**THE TASK**
Tally the lines in the entries below that contain the string "wrist" and reply with only that number.

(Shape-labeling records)
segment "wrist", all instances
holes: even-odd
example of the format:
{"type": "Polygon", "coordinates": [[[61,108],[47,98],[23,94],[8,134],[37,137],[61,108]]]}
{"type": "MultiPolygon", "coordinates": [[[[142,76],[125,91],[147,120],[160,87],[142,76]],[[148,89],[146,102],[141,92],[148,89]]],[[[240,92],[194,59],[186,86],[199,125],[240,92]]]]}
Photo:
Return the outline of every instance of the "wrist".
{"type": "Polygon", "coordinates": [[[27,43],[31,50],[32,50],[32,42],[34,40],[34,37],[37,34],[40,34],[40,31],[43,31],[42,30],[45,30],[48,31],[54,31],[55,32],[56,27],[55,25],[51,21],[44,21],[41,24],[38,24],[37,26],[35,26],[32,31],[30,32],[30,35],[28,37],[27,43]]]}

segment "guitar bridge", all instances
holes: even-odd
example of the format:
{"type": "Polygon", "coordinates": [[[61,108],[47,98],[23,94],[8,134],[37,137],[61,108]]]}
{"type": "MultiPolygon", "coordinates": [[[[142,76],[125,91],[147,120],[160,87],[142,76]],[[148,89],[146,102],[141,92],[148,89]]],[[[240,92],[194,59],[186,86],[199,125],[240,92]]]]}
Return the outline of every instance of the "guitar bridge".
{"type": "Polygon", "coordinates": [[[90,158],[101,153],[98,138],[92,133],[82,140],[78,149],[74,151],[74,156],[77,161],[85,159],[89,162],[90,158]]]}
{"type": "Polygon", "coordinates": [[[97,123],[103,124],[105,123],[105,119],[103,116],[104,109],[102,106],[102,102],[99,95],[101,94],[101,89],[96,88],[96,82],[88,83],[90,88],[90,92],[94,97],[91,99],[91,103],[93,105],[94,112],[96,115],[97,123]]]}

**REPLY**
2